# [Source material]
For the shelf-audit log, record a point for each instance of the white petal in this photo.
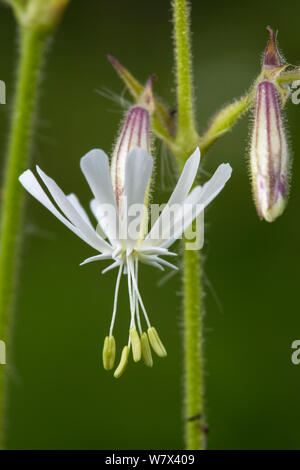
(95, 167)
(94, 206)
(69, 210)
(95, 258)
(137, 174)
(183, 223)
(112, 266)
(81, 211)
(186, 179)
(178, 196)
(216, 183)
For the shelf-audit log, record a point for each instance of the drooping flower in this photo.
(120, 207)
(269, 154)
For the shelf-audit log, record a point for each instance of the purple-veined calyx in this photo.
(269, 153)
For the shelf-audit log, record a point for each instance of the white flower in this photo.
(128, 250)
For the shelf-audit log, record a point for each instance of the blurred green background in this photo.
(60, 396)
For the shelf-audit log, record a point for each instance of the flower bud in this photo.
(269, 153)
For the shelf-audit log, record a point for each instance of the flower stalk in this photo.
(34, 32)
(192, 285)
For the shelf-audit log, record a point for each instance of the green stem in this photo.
(31, 54)
(186, 131)
(195, 425)
(186, 142)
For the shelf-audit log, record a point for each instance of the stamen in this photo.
(156, 343)
(123, 362)
(136, 345)
(136, 299)
(109, 352)
(131, 298)
(130, 269)
(115, 300)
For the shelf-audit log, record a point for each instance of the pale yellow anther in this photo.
(109, 352)
(123, 362)
(156, 343)
(136, 344)
(146, 351)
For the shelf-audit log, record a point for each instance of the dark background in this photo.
(60, 396)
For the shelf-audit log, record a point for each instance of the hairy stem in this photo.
(31, 53)
(186, 131)
(186, 142)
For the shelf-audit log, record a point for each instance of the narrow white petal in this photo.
(112, 266)
(81, 211)
(183, 223)
(216, 183)
(69, 210)
(94, 206)
(95, 167)
(186, 179)
(137, 174)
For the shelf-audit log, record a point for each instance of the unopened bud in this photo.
(136, 345)
(135, 133)
(156, 342)
(109, 352)
(269, 153)
(123, 362)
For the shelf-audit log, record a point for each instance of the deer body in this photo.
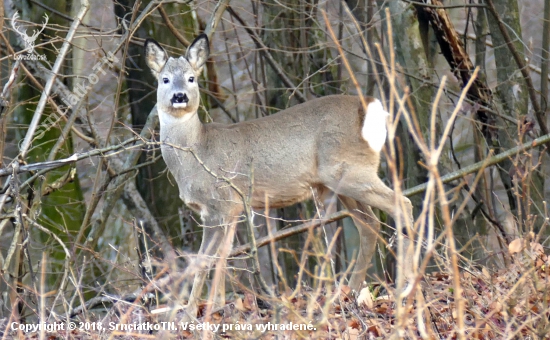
(328, 143)
(290, 153)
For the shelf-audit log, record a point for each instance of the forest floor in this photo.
(510, 303)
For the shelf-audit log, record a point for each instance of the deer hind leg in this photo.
(213, 239)
(361, 185)
(368, 227)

# [What you are asked to do]
The entries above are to be retyped exactly, with each picture left out.

# [Solution to this exercise]
For the shelf-audit log, record a point for each instance of the white petal in this photo.
(95, 167)
(94, 206)
(69, 210)
(95, 258)
(137, 174)
(183, 223)
(112, 266)
(81, 211)
(186, 179)
(178, 196)
(216, 183)
For the shelf-audit log, record a point for each instance of the drooping flower in this photo.
(120, 207)
(269, 154)
For the shelf-audit log, record a point for each instance of the purple-veined calyx in this photo.
(269, 153)
For the shelf-audit log, record a point for each instance of the white flower in this photo.
(128, 250)
For the shelf-audit log, record a point for each instance of the blurred green background in this photo.
(60, 396)
For the shelf-audit log, record a point for each instance of the flower bud in this photo.
(269, 153)
For the shelf-audit log, record a point for each instance of the flower stalk in this photo.
(34, 32)
(192, 285)
For the shelf-audit log, record a point for each instance of the green stem in this photo.
(31, 54)
(186, 131)
(195, 425)
(186, 142)
For the shelf-audit log, record a point for each instance of the stamen in this photo.
(156, 343)
(123, 362)
(136, 345)
(136, 299)
(109, 352)
(131, 298)
(130, 269)
(115, 300)
For the shelf-audit log, record a point for each instance of the pale yellow anther in this photo.
(109, 352)
(123, 362)
(156, 343)
(136, 344)
(146, 351)
For the shelf-audit log, record a point for each instance of the dark background in this photo.
(60, 396)
For the shelf-audit log, record a point for each instance of the hairy stem in this photo.
(31, 53)
(186, 131)
(186, 142)
For the shelf-audit log, record a point for each instance of the narrow white petal in this photo.
(112, 266)
(81, 211)
(183, 223)
(216, 183)
(69, 210)
(94, 206)
(95, 167)
(186, 179)
(137, 174)
For the shelf-audit log, record a point for each instance of the unopened bud in this photo.
(136, 345)
(135, 133)
(156, 342)
(109, 352)
(269, 153)
(123, 362)
For the shelf-audit log, record a point for each instance of the deer body in this photo.
(328, 143)
(290, 153)
For the shelf-audit log, record a point for each instance of the forest floor in this photo.
(510, 303)
For the shelf-audit log, record a point for each instance of the deer hind leg in this photo.
(213, 239)
(361, 185)
(368, 227)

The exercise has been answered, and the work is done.